#### [TEXT EXCERPT]
****************************************

Although I was absolutely terrible in my theoretical computer science classes, I did manage to pick up some neat little tricks. I always enjoy seeing them crop up in meatspace, oftentimes in very unexpected applications.

Probability theory is exteremely important in computer science. As a student, I was somewhat surprised by this. After all, computers are extremely precise – they follow the instructions you give them (aka code) exactly, every time. So why is probability theory, which explores the world of chance, important for machines of precision? As it turns out, there are several sets of problems for which probability is extremely useful. For example, there is a class of problems that are so complex that they are impossible to solve, even for computers. Instead, comptuers must take their best guess. Probability is useful for running cost-benefit analyses on potential solutions.

Another “flavor” of problem concerns resource contention. Anytime you have more demand than availability for a resource, probabilty can help. For example, pobability allows Google to distribute millions of requests among a series of computers such that no one computer melts under the pressure.

One classic problem is the “balls in bins” problem which is a generalization of a certain case of discrete probability1. I like to think of it like the game of Plinko from the Price is Right.

the game of Plinko

In this game, you put chips into the top of the board. They bounce off the pegs randomly before landing a bucket at the bottom of the board. As it turns out, with some fancy math, for any given number of chips we can actually calculate (with a high degree of confidence) the maximum number of Plinko chips that will land in any one slot.

This is really useful! If you’re a computer programmer and you know that your comptuers all have 16GB of memory, you can use this formulation to essentially guarantee that none of your computers will run out of space.

****************************************

Records from a data source
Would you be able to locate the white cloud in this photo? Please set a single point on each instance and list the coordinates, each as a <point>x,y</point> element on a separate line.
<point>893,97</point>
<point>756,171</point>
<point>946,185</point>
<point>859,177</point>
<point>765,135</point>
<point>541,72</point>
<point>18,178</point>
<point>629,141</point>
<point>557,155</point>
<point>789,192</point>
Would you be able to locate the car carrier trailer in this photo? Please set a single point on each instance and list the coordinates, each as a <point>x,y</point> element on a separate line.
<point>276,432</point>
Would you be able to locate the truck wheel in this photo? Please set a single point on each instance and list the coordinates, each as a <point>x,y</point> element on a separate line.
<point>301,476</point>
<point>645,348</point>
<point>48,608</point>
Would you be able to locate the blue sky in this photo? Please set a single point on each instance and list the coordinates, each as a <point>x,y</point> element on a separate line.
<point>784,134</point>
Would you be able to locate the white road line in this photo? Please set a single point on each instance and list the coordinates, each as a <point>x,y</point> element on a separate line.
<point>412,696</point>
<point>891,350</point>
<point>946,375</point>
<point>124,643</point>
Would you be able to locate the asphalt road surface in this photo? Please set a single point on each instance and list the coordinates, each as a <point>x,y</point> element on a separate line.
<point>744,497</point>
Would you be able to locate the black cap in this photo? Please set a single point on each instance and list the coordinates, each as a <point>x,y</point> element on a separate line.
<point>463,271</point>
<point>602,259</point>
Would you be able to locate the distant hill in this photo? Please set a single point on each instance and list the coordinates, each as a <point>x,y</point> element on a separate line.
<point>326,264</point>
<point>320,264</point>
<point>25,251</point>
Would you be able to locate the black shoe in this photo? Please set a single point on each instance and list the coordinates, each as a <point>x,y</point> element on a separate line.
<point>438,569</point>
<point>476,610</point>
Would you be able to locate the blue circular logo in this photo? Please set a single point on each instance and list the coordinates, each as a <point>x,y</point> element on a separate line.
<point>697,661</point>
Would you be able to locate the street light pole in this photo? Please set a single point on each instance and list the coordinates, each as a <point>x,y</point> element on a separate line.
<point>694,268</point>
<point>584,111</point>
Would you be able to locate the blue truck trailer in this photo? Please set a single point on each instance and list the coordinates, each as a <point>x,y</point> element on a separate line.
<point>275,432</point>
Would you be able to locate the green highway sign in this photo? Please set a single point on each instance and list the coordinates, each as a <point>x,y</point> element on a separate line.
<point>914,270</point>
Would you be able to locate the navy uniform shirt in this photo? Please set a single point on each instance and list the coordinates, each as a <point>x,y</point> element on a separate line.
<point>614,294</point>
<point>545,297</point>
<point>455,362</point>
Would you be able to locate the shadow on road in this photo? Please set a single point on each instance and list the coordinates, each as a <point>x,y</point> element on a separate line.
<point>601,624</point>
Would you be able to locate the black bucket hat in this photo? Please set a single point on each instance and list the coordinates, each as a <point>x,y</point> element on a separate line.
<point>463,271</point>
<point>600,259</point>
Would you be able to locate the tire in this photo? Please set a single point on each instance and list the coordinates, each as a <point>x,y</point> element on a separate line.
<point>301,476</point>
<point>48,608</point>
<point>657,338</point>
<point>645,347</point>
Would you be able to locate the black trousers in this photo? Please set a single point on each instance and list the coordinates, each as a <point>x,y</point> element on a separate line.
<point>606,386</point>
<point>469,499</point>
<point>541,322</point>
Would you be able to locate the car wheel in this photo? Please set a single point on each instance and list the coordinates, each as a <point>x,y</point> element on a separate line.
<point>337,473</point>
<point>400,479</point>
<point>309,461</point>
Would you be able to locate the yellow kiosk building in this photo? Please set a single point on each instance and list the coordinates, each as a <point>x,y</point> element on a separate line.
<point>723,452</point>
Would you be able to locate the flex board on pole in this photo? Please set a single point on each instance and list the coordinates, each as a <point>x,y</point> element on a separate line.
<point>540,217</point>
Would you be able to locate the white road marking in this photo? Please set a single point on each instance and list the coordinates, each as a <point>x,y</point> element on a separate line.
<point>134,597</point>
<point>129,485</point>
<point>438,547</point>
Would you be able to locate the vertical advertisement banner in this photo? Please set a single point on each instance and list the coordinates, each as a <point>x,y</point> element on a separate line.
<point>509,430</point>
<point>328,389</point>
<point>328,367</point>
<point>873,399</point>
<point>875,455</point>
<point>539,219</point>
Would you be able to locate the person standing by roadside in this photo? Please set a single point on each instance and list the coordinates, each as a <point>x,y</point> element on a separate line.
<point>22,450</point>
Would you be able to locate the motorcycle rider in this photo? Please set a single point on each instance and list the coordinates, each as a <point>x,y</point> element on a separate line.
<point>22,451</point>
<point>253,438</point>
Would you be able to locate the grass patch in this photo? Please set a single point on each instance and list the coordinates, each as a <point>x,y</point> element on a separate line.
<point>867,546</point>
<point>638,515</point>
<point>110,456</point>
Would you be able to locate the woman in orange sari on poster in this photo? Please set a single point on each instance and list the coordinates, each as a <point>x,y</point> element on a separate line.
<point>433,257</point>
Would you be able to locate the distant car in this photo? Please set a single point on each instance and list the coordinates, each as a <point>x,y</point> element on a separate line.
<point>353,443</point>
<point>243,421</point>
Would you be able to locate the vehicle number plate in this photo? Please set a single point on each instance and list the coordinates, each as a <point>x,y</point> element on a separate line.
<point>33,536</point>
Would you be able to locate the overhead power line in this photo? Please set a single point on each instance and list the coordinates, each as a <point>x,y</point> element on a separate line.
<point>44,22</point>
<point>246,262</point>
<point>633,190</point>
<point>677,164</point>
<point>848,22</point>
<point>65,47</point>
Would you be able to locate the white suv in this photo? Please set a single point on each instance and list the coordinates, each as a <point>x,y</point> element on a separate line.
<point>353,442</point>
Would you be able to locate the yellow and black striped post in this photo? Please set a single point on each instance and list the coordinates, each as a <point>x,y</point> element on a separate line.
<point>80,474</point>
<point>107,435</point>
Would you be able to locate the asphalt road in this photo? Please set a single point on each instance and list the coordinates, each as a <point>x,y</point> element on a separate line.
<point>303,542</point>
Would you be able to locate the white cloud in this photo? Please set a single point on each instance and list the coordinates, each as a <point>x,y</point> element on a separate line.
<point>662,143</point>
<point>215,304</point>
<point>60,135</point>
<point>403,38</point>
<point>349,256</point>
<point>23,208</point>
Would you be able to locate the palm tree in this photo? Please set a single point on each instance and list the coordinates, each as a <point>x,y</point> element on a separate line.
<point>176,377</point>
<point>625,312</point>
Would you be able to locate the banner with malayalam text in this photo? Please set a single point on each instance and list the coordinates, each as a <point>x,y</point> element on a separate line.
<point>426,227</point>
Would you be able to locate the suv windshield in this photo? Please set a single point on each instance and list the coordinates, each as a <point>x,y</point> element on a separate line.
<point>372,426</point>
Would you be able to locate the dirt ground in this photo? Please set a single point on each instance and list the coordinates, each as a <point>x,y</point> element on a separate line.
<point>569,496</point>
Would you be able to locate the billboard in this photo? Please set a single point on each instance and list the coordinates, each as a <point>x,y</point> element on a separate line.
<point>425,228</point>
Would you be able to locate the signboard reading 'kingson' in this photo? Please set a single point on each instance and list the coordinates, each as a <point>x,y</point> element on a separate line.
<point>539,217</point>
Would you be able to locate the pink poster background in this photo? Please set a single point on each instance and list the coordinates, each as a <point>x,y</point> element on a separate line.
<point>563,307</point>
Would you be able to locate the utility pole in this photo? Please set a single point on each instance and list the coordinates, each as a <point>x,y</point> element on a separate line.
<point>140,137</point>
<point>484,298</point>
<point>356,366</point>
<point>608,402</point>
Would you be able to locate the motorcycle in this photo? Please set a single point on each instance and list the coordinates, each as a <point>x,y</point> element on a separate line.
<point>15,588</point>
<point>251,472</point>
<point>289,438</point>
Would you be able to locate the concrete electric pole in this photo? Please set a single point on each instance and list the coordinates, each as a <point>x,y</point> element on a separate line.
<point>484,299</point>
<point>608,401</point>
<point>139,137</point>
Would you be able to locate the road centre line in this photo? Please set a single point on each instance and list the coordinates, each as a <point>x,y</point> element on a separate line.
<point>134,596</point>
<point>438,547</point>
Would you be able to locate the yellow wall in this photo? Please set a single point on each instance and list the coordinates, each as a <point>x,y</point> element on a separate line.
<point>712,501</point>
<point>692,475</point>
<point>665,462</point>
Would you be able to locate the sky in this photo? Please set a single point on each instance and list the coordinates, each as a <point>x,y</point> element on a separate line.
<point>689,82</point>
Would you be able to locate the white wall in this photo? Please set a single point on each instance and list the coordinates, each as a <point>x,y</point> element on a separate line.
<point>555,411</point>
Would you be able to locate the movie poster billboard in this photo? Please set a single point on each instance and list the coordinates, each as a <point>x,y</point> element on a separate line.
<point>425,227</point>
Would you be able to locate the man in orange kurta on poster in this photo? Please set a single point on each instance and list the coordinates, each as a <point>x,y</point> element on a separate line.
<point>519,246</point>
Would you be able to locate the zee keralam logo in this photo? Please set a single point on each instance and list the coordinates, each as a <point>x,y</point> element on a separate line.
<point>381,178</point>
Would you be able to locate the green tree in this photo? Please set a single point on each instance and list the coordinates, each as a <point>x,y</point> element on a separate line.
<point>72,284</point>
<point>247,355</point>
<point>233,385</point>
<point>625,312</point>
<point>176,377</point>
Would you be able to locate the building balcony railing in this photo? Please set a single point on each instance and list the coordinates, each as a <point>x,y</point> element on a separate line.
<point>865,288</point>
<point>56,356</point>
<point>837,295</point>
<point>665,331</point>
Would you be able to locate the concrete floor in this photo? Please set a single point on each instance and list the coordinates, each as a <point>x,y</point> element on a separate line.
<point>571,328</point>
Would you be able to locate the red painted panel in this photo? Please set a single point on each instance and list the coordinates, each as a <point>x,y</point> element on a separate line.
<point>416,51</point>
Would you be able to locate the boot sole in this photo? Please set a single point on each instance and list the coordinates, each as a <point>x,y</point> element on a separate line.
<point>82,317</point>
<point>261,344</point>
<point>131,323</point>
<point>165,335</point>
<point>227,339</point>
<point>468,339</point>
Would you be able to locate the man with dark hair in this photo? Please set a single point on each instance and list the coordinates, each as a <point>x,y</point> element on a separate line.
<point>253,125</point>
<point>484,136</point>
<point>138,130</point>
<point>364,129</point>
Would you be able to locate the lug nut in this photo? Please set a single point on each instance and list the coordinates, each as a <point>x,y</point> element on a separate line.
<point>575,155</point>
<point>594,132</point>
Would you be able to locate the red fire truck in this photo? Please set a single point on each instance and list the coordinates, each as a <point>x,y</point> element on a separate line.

****************************************

#### [EXERCISE A]
From the probability post, extract the passage from "Probability theory is" up to and including "on potential solutions.".
#### [EXERCISE B]
In the probability post, what game is the "balls in bins" problem likened to?
The rows above are separate material and have no connection to the probability post.

#### [TASK RESULT A]
Probability theory is exteremely important in computer science. As a student, I was somewhat surprised by this. After all, computers are extremely precise – they follow the instructions you give them (aka code) exactly, every time. So why is probability theory, which explores the world of chance, important for machines of precision? As it turns out, there are several sets of problems for which probability is extremely useful. For example, there is a class of problems that are so complex that they are impossible to solve, even for computers. Instead, comptuers must take their best guess. Probability is useful for running cost-benefit analyses on potential solutions.

#### [TASK RESULT B]
The game of Plinko from the Price is Right.